Please turn the material below, from the line containing "the black undershirt" through the end of the material, into a JSON list of strings with one string per line and no blank lines. Leave the pictures out.
___ Record set ___
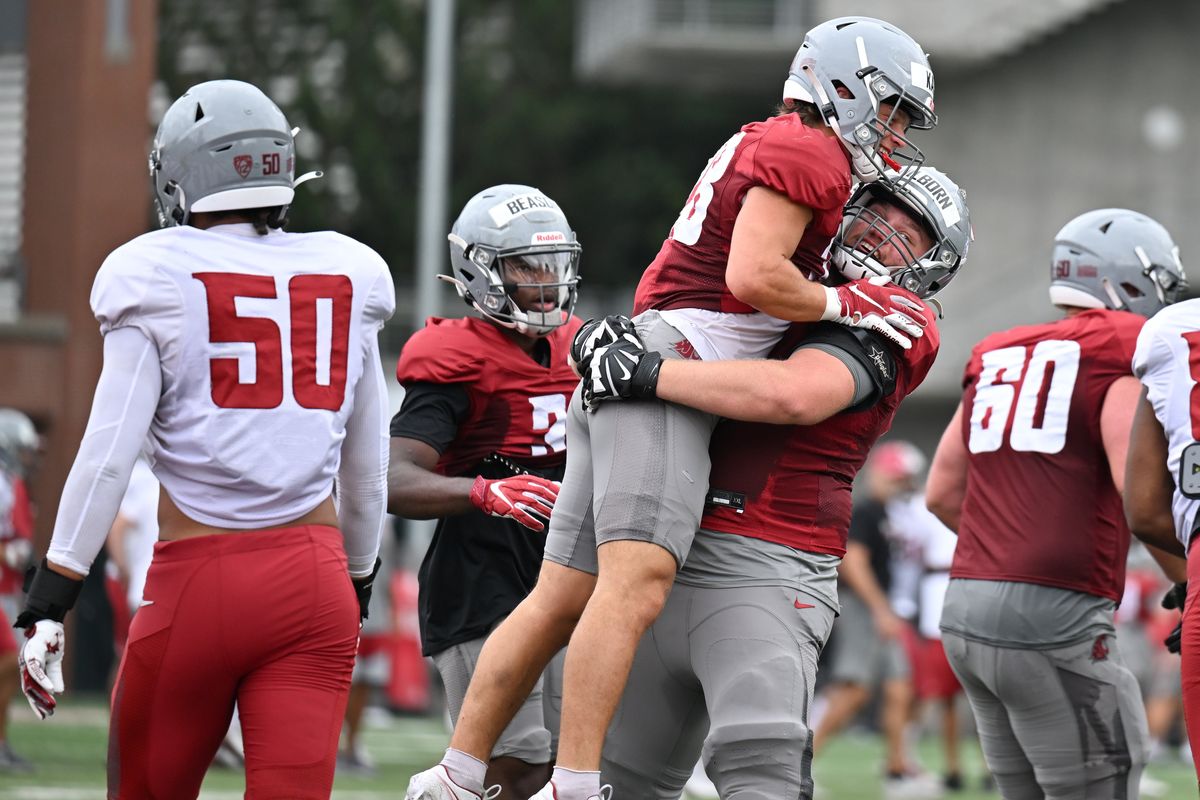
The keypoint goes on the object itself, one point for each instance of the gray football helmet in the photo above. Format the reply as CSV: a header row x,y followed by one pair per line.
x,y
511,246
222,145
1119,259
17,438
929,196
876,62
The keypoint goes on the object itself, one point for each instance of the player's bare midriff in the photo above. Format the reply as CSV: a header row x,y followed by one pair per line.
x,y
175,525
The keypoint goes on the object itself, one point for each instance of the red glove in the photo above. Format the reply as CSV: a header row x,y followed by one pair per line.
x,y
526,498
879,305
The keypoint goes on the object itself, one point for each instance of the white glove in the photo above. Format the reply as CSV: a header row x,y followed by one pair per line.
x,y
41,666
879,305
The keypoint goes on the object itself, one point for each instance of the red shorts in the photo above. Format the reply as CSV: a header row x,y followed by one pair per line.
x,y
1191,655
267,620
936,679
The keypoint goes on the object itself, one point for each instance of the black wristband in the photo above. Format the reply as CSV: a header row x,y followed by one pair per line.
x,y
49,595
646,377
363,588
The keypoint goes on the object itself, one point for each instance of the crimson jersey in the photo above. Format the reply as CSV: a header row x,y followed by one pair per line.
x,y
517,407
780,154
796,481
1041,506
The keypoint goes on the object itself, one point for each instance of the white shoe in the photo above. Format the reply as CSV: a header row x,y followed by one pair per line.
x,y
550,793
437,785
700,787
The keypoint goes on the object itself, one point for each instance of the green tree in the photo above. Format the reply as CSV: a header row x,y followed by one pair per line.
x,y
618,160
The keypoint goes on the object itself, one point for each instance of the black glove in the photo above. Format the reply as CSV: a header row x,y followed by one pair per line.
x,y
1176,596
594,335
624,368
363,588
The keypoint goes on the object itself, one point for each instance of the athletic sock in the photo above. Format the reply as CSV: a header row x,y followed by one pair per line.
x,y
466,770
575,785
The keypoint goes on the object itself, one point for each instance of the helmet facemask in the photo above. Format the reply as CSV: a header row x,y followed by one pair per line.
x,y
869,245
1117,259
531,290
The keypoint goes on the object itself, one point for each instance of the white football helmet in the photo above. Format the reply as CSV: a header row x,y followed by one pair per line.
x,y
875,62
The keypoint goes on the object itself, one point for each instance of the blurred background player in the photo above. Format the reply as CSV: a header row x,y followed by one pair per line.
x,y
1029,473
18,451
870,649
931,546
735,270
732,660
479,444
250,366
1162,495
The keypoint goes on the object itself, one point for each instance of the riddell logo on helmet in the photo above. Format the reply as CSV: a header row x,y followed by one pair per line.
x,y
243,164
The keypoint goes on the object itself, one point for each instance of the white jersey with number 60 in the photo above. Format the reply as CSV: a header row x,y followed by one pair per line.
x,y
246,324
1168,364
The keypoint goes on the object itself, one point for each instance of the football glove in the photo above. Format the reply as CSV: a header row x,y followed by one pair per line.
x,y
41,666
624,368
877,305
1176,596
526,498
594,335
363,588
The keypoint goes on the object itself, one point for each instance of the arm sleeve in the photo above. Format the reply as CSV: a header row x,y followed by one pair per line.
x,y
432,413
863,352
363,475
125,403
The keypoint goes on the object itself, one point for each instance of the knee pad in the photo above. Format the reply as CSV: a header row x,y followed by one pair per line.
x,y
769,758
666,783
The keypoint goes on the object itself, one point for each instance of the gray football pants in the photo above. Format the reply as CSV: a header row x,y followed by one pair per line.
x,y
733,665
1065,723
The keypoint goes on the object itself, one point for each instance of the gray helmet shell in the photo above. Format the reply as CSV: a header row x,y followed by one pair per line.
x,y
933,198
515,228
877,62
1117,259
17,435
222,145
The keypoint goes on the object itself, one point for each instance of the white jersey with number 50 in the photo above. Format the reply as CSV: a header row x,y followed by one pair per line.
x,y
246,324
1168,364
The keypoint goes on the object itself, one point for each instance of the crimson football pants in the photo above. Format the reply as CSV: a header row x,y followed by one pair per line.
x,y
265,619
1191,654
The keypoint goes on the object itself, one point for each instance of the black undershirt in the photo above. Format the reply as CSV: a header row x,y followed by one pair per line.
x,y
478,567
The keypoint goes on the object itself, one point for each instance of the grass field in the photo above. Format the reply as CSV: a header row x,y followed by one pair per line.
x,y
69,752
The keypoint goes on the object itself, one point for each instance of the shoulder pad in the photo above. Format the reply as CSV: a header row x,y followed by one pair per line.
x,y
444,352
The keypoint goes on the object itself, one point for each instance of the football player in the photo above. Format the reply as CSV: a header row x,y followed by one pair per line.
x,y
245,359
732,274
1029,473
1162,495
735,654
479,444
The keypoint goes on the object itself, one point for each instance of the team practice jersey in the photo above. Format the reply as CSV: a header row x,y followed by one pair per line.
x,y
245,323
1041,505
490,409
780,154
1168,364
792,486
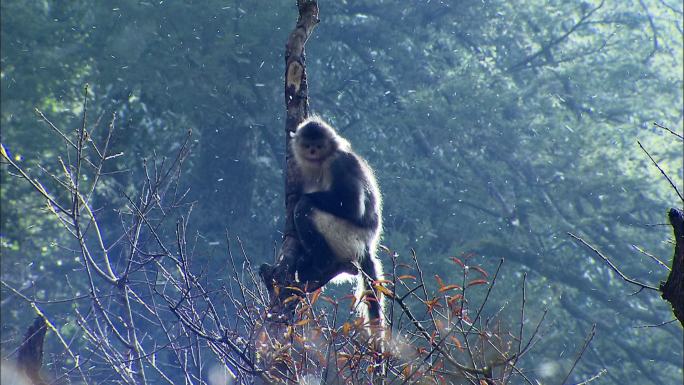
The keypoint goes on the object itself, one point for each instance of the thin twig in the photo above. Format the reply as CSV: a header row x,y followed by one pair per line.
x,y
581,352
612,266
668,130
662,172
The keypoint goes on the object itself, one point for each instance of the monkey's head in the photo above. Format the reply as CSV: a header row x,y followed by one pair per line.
___
The output
[
  "The keypoint goes on the object itself, one point for each instance of the black undershirt in the photo above. Format the reply as CSV: a header row x,y followed by one pair per line.",
  "x,y",
  "478,567",
  "The keypoint goes on the object itself, one point for each instance of the grass field in the photo above. Format the reply as CSV: a header row x,y followed by one pair per line.",
  "x,y",
  "69,752",
  "The keypoint goes on the object itself, one point for each instance of the shoulder pad in the photo above. Format the reply as CSV: a header row x,y followed by one pair per line.",
  "x,y",
  "444,352",
  "The keypoint goes on the object itself, one point for each instance of the football player in the photo above. Format the reply as CSV: a header row x,y followed by one pair per line.",
  "x,y",
  "245,359",
  "732,274",
  "1029,473",
  "1162,495",
  "735,654",
  "479,444",
  "The keypoint goes on the object itself, one point for each instance of the team practice jersey in the photo above. Format the reply as CSV: a header row x,y followed by one pair per line.",
  "x,y",
  "245,323",
  "1041,505",
  "490,409",
  "780,154",
  "1168,364",
  "792,486",
  "The keypoint goes on the object itself, one point for each instance of the thin twig in the photo above. Format the reply as CSV: a header row x,y followed by one pair per line.",
  "x,y",
  "581,352",
  "612,266",
  "668,130",
  "662,172",
  "The keypoint goes on the object itself, one point for each instance of the monkey's head in the photo above. Format the reply as CSV: a header row x,y followed by one pair per line."
]